◆ Assignment: Begin with the line that holds "One point per". Output it and all remaining lines of the material, verbatim, ending with the last.

BEGIN Recorded data

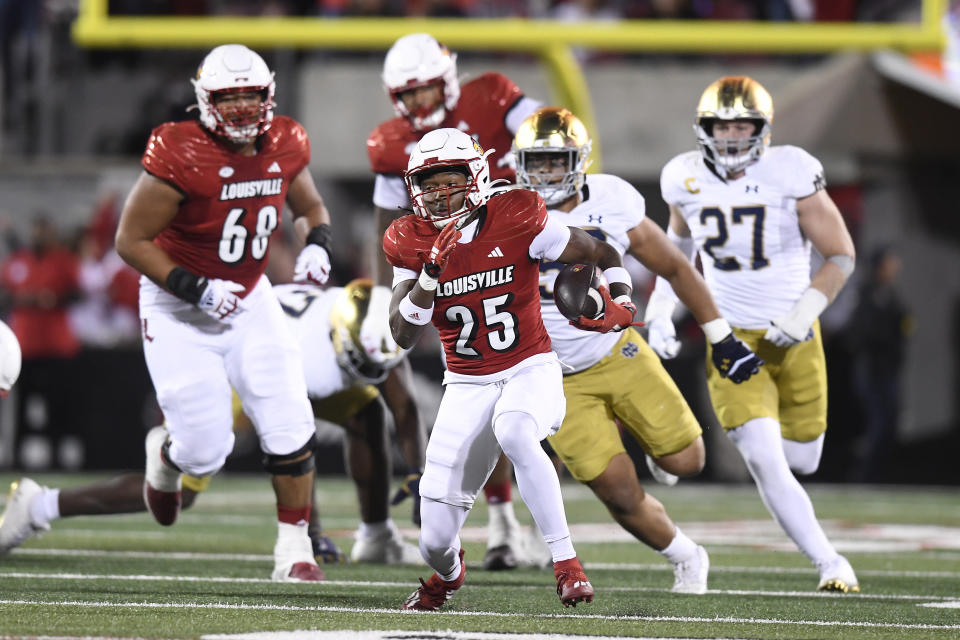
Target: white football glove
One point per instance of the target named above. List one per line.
(220, 300)
(313, 265)
(662, 337)
(797, 326)
(375, 335)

END Recorded data

◆ Exercise output:
One point per instance of the target named above. List one per line.
(220, 300)
(313, 265)
(662, 337)
(797, 326)
(375, 335)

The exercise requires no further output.